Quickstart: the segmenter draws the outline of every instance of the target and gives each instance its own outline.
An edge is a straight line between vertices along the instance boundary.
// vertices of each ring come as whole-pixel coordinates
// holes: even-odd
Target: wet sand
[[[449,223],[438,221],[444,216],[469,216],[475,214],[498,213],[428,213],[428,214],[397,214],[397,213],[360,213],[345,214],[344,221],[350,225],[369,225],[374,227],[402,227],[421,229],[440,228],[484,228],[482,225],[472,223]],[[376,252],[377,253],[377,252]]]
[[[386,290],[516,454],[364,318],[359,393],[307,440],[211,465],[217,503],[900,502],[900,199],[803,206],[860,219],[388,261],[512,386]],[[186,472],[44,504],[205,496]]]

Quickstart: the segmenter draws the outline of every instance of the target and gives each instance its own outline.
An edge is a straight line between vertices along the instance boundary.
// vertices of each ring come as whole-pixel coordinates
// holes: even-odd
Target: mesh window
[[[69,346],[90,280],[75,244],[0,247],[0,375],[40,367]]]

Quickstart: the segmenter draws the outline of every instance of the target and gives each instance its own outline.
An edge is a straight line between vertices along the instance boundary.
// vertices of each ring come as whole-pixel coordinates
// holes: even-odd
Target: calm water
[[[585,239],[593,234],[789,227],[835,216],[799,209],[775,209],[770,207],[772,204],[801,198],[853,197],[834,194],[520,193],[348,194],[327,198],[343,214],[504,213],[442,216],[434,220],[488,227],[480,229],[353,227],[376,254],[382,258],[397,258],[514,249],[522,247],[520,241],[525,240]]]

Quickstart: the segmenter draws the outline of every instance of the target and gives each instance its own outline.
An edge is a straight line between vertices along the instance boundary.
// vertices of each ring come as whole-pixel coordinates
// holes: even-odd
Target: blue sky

● **What is needed**: Write all of the records out again exactly.

● **Result of this exercise**:
Quickstart: the segmenter draws the outline of every instance of the target and gives each instance its own outline.
An edge is a straight line between vertices along the instance boundary.
// vertices of each ring come as whole-pixel coordinates
// holes: even-odd
Target: wet sand
[[[449,223],[438,221],[444,216],[469,216],[475,214],[498,213],[428,213],[428,214],[397,214],[397,213],[360,213],[345,214],[344,221],[350,225],[369,225],[374,227],[402,227],[421,229],[440,228],[484,228],[482,225],[472,223]],[[376,252],[377,253],[377,252]]]
[[[386,290],[516,454],[364,318],[359,393],[307,440],[211,465],[217,503],[900,502],[900,199],[803,206],[860,219],[388,261],[512,386]],[[186,472],[44,504],[205,496]]]

Quickstart: the segmenter draws the outline of every instance of the target and gives each instance its own outline.
An edge is a straight line between vertices along the instance boundary.
// vertices of each ring come as whole-pixel coordinates
// holes: even-odd
Target: mesh window
[[[69,346],[90,280],[75,244],[0,247],[0,375],[40,367]]]

Quickstart: the segmenter draws the outline of every instance of the target and gives each instance its own outline.
An edge is a straight line between vertices along the instance boundary.
// vertices of each ring come as whole-pixel coordinates
// holes: even-odd
Target: calm water
[[[585,239],[593,234],[789,227],[835,216],[799,209],[775,209],[770,207],[772,204],[801,198],[853,197],[834,194],[520,193],[348,194],[327,198],[343,214],[504,213],[442,216],[434,220],[488,227],[480,229],[353,227],[376,254],[382,258],[397,258],[514,249],[522,247],[520,241],[525,240]]]

Quickstart: the segmenter draws the outline of every instance of the target and gives each instance its own outline.
An edge is a straight line between vertices along the instance boundary.
// vertices of each ring come as whole-pixel coordinates
// holes: even-odd
Target: blue sky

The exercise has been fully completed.